**What you should do**
Convert the material between the lines holding "Please segment every instance of the **shrub**" and "M 438 131 L", inclusive, into a numbered list. Skip blank lines and leave out the pictures.

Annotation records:
____________________
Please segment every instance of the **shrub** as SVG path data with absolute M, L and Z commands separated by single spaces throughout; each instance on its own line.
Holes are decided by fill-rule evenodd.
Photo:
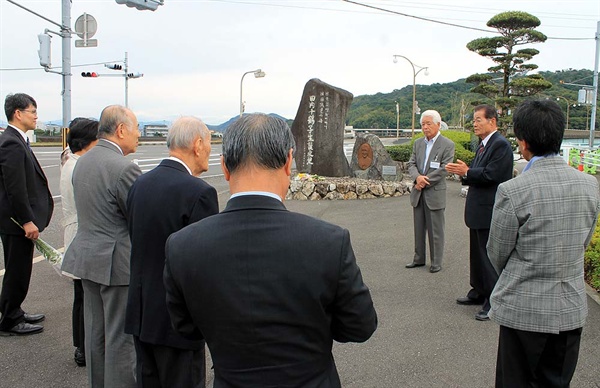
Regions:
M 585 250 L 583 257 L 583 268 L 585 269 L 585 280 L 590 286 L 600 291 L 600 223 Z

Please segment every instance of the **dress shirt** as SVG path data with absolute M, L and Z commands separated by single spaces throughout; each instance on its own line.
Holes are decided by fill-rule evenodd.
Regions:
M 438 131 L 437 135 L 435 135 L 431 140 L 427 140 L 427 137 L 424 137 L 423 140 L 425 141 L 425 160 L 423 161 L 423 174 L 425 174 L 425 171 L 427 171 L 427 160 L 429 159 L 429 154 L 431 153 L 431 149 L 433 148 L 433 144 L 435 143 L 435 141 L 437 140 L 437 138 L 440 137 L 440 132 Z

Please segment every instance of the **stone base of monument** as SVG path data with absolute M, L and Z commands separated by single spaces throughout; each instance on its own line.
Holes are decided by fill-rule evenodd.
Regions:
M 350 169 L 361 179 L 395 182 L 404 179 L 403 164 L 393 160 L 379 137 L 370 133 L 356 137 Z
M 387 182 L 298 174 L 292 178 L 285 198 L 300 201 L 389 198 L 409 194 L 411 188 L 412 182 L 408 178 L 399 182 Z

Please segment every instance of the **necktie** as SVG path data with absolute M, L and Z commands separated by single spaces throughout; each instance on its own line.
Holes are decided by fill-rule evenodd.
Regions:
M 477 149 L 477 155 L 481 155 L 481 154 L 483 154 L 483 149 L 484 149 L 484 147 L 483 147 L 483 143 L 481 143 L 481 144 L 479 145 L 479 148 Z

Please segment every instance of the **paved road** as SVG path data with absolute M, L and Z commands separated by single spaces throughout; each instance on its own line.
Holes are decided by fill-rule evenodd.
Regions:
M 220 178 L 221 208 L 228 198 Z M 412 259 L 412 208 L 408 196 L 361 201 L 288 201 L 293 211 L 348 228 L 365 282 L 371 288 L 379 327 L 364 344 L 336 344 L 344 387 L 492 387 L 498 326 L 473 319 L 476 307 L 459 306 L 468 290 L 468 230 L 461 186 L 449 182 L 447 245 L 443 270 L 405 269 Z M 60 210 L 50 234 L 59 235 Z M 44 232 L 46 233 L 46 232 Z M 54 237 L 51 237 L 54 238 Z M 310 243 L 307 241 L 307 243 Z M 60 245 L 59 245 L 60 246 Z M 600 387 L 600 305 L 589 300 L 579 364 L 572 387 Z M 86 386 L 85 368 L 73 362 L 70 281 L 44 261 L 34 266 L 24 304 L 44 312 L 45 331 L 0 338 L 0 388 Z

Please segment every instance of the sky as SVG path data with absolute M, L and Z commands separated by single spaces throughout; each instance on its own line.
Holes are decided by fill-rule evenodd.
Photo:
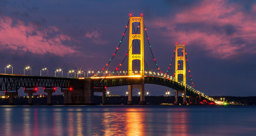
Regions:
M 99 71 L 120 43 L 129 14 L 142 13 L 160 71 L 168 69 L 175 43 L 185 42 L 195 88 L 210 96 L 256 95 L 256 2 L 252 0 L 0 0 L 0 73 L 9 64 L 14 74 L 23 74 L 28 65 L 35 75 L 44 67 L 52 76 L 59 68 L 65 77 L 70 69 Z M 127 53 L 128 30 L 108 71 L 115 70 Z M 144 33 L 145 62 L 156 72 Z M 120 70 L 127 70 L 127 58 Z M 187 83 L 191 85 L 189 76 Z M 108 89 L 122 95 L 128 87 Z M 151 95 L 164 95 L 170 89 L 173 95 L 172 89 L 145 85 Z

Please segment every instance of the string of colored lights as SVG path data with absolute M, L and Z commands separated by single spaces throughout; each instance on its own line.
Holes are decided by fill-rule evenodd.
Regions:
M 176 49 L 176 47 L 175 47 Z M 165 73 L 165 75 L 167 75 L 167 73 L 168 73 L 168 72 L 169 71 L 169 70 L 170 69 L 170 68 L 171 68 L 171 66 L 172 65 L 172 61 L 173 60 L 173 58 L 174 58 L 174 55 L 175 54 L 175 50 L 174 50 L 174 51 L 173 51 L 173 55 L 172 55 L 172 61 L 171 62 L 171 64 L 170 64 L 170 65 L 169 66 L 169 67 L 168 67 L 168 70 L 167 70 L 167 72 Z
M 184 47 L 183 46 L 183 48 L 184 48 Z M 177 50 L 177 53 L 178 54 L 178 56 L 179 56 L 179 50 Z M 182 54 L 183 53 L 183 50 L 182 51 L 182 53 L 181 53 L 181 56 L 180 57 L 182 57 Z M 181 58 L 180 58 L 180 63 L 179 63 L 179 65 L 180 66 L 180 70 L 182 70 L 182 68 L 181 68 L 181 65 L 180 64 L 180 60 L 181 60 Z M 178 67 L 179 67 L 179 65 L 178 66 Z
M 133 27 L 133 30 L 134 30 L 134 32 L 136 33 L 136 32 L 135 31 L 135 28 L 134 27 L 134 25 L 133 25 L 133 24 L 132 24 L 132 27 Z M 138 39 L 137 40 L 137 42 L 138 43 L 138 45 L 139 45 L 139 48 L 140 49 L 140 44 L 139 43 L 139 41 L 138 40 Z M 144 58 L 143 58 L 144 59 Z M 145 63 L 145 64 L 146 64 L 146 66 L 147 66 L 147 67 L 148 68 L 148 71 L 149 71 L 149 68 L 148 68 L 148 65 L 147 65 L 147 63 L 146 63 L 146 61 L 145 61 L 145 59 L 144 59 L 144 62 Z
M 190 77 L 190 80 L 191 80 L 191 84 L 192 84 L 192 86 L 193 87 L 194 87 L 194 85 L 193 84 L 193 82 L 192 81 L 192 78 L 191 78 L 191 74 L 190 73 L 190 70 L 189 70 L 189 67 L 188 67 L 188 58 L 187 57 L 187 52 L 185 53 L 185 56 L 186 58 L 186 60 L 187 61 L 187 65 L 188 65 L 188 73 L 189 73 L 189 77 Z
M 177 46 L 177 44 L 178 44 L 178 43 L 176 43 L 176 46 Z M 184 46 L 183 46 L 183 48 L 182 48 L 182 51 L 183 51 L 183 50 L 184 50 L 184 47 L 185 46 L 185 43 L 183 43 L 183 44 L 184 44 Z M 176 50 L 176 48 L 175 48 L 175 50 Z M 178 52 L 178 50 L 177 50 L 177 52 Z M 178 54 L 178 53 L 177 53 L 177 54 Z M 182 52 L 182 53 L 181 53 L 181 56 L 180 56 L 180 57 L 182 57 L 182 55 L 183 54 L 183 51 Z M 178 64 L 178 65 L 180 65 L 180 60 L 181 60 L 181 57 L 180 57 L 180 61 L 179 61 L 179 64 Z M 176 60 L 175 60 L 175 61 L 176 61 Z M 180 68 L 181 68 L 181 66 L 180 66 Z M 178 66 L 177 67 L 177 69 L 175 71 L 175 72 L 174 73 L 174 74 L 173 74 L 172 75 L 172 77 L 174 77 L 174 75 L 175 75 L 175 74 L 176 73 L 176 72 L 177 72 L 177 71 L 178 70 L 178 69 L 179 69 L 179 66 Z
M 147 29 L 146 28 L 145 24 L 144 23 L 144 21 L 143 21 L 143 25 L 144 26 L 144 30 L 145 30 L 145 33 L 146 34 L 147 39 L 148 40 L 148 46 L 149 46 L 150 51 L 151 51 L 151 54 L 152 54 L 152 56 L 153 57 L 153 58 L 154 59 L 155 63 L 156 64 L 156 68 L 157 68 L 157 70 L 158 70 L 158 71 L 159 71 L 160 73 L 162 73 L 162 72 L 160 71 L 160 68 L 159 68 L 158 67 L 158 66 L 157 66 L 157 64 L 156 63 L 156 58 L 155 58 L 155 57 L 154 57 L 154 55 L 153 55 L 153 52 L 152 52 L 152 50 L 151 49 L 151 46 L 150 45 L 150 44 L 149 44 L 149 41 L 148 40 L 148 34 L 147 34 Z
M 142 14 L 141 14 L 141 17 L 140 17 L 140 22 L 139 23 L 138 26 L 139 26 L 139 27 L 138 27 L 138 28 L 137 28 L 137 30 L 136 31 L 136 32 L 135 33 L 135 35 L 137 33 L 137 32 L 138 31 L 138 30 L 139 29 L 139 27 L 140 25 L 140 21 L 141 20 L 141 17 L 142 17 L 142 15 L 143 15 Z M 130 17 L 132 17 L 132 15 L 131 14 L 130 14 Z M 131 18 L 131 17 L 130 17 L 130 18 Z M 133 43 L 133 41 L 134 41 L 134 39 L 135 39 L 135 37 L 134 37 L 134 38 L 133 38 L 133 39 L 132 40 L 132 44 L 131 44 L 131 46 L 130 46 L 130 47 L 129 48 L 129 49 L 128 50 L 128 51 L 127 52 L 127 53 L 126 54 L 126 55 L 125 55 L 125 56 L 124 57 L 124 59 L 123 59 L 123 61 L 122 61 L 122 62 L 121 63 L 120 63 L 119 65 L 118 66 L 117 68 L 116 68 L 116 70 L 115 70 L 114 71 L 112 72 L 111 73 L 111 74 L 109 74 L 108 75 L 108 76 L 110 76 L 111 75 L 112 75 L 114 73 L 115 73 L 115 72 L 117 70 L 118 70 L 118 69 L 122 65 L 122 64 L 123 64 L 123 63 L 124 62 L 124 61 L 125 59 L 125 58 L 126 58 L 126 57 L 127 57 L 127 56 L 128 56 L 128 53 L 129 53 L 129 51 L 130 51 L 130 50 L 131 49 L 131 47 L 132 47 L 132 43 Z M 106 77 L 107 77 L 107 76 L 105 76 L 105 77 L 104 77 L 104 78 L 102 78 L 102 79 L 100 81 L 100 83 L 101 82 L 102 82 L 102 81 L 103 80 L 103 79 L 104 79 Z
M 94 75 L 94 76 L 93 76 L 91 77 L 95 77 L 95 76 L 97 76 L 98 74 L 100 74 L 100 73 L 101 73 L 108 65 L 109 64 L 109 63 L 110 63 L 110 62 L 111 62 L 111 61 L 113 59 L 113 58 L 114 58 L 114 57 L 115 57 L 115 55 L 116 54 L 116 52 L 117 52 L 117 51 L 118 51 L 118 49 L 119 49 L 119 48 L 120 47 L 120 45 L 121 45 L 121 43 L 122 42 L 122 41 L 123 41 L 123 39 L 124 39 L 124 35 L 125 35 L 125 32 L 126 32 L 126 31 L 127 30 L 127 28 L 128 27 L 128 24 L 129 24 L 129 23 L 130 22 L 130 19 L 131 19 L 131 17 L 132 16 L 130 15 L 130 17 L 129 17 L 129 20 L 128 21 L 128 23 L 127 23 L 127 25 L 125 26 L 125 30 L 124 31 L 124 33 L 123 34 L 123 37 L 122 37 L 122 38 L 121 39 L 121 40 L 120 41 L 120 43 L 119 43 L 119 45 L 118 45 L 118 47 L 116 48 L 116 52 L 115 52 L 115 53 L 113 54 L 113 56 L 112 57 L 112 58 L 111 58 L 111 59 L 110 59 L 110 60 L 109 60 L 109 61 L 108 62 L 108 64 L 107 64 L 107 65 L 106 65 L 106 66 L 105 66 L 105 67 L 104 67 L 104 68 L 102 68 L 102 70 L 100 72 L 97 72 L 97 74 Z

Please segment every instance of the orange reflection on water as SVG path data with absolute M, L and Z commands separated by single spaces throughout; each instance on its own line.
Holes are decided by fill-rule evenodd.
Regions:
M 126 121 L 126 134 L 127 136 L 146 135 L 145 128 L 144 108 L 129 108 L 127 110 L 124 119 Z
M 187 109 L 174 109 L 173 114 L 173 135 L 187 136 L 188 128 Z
____________________
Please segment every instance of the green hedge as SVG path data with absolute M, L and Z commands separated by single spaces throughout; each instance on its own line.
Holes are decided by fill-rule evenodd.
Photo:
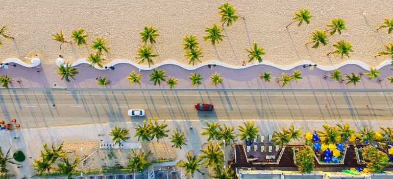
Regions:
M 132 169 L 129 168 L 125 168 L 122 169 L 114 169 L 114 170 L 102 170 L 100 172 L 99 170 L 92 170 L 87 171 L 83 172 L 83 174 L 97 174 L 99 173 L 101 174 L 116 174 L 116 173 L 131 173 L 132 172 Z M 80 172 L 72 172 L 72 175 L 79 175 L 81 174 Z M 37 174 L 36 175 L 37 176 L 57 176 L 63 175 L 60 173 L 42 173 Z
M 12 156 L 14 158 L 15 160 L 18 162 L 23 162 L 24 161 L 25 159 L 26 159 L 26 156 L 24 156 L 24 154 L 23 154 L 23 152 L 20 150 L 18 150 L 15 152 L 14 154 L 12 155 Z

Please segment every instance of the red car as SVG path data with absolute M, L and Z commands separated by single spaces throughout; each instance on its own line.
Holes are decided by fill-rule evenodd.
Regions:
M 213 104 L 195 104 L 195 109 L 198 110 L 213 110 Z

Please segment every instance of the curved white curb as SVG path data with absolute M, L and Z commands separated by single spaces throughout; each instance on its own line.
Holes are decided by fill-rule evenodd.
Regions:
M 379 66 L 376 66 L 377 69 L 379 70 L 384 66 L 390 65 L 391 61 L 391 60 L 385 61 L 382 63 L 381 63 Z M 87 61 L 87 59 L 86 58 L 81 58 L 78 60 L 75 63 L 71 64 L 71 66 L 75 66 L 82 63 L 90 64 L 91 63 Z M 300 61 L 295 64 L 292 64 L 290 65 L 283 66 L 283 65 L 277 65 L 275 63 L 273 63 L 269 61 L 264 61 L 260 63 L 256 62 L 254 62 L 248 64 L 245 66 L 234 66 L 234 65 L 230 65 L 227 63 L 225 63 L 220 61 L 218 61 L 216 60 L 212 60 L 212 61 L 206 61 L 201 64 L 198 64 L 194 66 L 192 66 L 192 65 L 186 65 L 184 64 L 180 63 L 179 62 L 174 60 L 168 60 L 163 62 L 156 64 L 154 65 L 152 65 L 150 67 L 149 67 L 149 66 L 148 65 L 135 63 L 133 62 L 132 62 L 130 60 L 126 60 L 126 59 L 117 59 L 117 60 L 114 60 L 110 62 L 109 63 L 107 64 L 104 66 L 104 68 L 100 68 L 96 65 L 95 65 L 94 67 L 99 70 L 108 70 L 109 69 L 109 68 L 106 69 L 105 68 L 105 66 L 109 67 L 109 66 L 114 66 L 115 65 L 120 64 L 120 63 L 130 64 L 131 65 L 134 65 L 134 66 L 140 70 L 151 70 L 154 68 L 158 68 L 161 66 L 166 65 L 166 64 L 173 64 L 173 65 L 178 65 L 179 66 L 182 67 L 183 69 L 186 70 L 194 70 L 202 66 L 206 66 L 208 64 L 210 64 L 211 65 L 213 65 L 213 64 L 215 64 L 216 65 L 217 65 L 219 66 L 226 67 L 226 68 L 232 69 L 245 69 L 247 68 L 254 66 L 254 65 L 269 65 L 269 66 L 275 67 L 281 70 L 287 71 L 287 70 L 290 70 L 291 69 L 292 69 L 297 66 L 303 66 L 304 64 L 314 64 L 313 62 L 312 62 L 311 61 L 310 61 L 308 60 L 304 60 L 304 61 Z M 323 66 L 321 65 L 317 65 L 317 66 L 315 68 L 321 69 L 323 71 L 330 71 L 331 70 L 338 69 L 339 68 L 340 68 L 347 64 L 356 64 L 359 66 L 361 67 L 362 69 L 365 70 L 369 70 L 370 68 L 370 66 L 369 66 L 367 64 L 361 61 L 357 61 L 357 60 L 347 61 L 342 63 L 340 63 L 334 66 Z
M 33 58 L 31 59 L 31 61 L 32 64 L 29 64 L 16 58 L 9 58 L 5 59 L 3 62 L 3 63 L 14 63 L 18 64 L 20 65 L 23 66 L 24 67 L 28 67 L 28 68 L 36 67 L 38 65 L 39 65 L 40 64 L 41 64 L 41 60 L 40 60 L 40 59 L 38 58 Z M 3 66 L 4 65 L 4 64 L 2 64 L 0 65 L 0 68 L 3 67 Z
____________________
**Response to this task**
1. Please segment every instance of the **shrub** as SVG path data with absolute M, L and Z commands separated by single spaces throughout; each instance on its own line.
2. Holes are decided by fill-rule evenodd.
3. Photo:
4. Regions:
5. M 585 250 L 583 257 L 583 268 L 585 269 L 585 280 L 590 286 L 600 291 L 600 223 Z
6. Please segment every instance of the **dress shirt** as SVG path data with absolute M, L and Z commands separated by single spaces throughout; each instance on its own line.
7. Holes are decided by fill-rule evenodd.
8. Regions:
9. M 438 131 L 437 135 L 435 135 L 431 140 L 427 140 L 427 137 L 424 137 L 423 140 L 425 141 L 425 160 L 423 161 L 423 174 L 425 174 L 425 171 L 427 171 L 427 160 L 429 159 L 429 154 L 431 153 L 431 149 L 433 148 L 433 144 L 435 143 L 435 141 L 437 140 L 437 138 L 440 137 L 440 132 Z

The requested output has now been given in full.